On its first album in seven years, Toward the Low Sun, Australian trio Dirty Three proves that it can still make the descent to a gentler passage as suspenseful as the break into a louder one.
Drummer Jim White, guitarist Mick Turner and violin/viola player Warren Ellis have always shared less with other instrumental rockers than with, say, Minutemen: three distinct approaches to tone and phrasing, finding even greater strength in a group setting. Not that the dynamics are ever cliché hush-and-bust post-rock: Opening track "Furnace Skies" worriedly repeats a sort of fast, distorted bass line while the band piles on, not so much exploding as burrowing into itself.
White, more resourceful with a drum kit than most guitar players would be with a barge of pedals, swirls around the beat and a piano on "Sometimes I Forget You've Gone." This album's not short on his tumultuous shaping, but he knows when to keep it steady, too, quietly coaxing the lovely accordion of "Moon on the Land."

Problem to solve: Copy the Dirty Three review word for word from "Drummer Jim White, guitarist" to "burrowing into itself.".

Recorded information:
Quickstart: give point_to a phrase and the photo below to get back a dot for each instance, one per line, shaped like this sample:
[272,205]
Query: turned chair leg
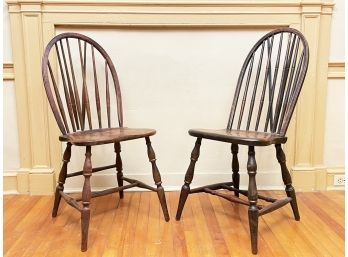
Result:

Output:
Drummer Jim White, guitarist Mick Turner and violin/viola player Warren Ellis have always shared less with other instrumental rockers than with, say, Minutemen: three distinct approaches to tone and phrasing, finding even greater strength in a group setting. Not that the dynamics are ever cliché hush-and-bust post-rock: Opening track "Furnace Skies" worriedly repeats a sort of fast, distorted bass line while the band piles on, not so much exploding as burrowing into itself.